Exercise tasks
**a.** In the article on the Usindiso building fire, on what date was Joyce buried?
**b.** Reproduce the article on the Usindiso building fire from "Saturday marked a" down to "to bury her.".
**c.** Write the next part of the article on the Usindiso building fire, starting after its final sentence.

Page extract
====

Saturday marked a year since the tragic Usindiso building fire, which claimed the lives of 77 people. A year on, a father of a one-year-old girl who died in the fire is still waiting for her remains to bury her.
NEED ANSWERS
Mike Ngulube, his wife and daughter were tenants at the hijacked building when the incident happened in Marshalltown in the Johannesburg CBD on August 31st last year. He now wants answers from the Gauteng SAPS on what happened to the body of his daughter, Memory Banda. Memory passed away in a fire while she was with her mother Joyce, who was buried on September 5, 2023, in Malawi, where the couple is originally from. According to Ngulube, when he came back from burying his wife Joyce, he was informed that he had to wait for the DNA results in order for the Diepkloof Mortuary to release the body. "When the incident happened, I was informed that the bodies of my wife and child were moved to Diepkloof Mortuary, where, as a family, we did the DNA tests and they came back positive. When I wanted to take the bodies to Malawi for burial, I was shocked when we were told that they can only give us the body of my wife and not my daughter," he said.

====

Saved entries
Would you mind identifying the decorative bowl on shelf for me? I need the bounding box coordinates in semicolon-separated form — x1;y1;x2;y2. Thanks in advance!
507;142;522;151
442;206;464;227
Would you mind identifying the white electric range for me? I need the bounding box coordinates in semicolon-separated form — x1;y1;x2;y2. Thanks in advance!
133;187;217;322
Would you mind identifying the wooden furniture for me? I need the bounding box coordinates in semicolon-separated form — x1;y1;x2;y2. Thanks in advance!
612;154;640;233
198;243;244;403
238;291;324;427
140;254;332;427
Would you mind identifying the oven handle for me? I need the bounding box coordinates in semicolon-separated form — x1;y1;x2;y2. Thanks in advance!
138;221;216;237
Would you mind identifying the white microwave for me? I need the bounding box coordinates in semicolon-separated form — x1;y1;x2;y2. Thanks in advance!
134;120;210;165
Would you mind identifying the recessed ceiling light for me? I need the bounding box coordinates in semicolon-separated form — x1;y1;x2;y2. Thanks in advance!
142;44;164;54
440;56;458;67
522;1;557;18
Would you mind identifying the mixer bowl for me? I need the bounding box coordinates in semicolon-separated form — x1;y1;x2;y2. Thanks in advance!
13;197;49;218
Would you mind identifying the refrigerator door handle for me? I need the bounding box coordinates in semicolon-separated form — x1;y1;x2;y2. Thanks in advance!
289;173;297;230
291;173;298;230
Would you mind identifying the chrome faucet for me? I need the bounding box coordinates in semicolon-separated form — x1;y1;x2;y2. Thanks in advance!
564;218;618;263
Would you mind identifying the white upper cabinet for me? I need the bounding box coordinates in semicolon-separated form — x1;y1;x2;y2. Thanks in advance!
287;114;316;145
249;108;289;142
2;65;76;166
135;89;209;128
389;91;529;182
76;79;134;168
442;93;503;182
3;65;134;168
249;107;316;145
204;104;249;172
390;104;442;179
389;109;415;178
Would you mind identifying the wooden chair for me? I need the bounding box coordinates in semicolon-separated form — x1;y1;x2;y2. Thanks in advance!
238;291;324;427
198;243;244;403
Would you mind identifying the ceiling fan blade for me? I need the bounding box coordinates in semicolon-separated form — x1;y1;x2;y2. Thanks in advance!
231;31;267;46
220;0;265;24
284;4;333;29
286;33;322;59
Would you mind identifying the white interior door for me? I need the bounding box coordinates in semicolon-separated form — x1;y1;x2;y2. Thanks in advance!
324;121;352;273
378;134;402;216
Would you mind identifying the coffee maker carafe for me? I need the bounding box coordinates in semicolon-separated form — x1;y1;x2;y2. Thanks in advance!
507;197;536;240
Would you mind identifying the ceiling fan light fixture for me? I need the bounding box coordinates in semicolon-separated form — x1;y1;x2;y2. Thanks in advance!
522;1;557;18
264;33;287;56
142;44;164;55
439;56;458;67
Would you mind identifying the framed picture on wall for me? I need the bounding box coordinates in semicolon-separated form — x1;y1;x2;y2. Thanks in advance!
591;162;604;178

====

Responses by task
**a.** September 5, 2023.

**b.**
Saturday marked a year since the tragic Usindiso building fire, which claimed the lives of 77 people. A year on, a father of a one-year-old girl who died in the fire is still waiting for her remains to bury her.

**c.**
NOBODY TO BURY
Ngulube said that the SAPS forensics told him they would inform him when he could come take his daughter's body. "It's now been a year since I've been waiting for answers from the SAPS. I've been sent from pillar to post, and my daughter is still not buried. All I want is to bury her next to her mother, but no one has answers for me or the whereabouts of her body," he said, adding that he now suspects his daughter's body might have been given to another family by mistake, and they buried her last year. "This is painful because we followed every procedure in order for our families to bury them back home in Malawi with other family members. I will not rest until SAPS does the right and gives my daughter's remains and she is buried next to her mother," he said. Gauteng SAPS Spokesperson Brigadier Brenda Muridili said there are ongoing talks with unhappy families that lost their loved ones in the fire. "There was a meeting on Friday with the investigating team, Department of Health forensic services pathology, and the family. I am therefore no longer at liberty to comment on this for now," she said.